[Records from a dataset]
────────────────────

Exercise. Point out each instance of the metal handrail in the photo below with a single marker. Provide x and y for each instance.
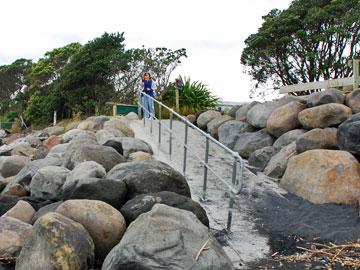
(236, 185)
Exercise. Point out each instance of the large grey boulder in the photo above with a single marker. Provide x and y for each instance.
(353, 101)
(328, 96)
(132, 145)
(284, 118)
(249, 142)
(57, 242)
(79, 134)
(323, 116)
(82, 172)
(149, 176)
(323, 176)
(229, 132)
(242, 111)
(287, 138)
(108, 157)
(104, 223)
(213, 125)
(26, 173)
(348, 135)
(11, 165)
(317, 139)
(261, 157)
(145, 202)
(258, 115)
(112, 192)
(173, 237)
(48, 181)
(278, 162)
(206, 117)
(55, 130)
(13, 234)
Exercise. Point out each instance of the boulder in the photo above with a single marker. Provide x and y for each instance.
(106, 156)
(11, 165)
(105, 224)
(323, 176)
(258, 115)
(83, 171)
(323, 116)
(284, 118)
(261, 157)
(317, 139)
(13, 234)
(52, 141)
(23, 178)
(278, 162)
(22, 211)
(55, 130)
(41, 153)
(89, 125)
(112, 192)
(57, 242)
(229, 132)
(78, 133)
(23, 149)
(328, 96)
(287, 138)
(140, 156)
(348, 135)
(213, 125)
(58, 151)
(44, 210)
(119, 125)
(233, 110)
(249, 142)
(243, 110)
(149, 176)
(48, 181)
(173, 237)
(132, 116)
(353, 101)
(206, 117)
(144, 203)
(130, 145)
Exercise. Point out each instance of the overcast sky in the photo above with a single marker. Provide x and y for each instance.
(213, 32)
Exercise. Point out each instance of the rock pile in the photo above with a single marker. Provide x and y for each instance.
(94, 197)
(312, 145)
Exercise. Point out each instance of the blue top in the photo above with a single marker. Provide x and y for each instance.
(148, 87)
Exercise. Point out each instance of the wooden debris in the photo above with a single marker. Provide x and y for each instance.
(346, 255)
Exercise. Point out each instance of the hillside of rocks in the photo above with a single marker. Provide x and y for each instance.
(93, 197)
(310, 145)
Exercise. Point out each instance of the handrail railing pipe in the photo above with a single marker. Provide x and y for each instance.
(236, 182)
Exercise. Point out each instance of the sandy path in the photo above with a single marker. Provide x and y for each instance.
(244, 244)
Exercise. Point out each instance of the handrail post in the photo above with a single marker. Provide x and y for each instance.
(170, 139)
(159, 124)
(231, 201)
(185, 148)
(206, 167)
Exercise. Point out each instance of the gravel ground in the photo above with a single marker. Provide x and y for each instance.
(266, 219)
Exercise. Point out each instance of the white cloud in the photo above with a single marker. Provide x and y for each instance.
(212, 31)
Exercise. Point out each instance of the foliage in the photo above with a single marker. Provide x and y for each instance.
(309, 41)
(87, 81)
(194, 97)
(159, 62)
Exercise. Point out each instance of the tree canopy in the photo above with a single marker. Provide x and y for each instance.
(309, 41)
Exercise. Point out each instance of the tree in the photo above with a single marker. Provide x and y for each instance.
(87, 81)
(159, 62)
(309, 41)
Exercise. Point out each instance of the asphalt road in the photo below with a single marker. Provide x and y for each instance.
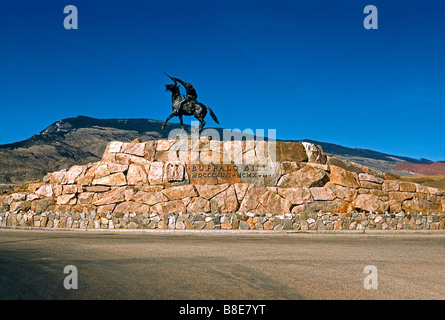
(195, 266)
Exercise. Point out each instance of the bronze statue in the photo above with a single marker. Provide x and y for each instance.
(187, 105)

────────────────────

Brief ▸ An answer containing only the lines from the one holding "Exercise. Point out each instance of the asphalt" through the close of the entries above, reproduced exactly and stripped of pictures, is expected.

Response ▸
Exercise. Point out each instance of the asphalt road in the photo below with a single marker. Provide x and y for each instance.
(195, 266)
Exercise. Point out each instance of the bronze statue in the photo above with a single marker. Provide x and y for each instance.
(187, 105)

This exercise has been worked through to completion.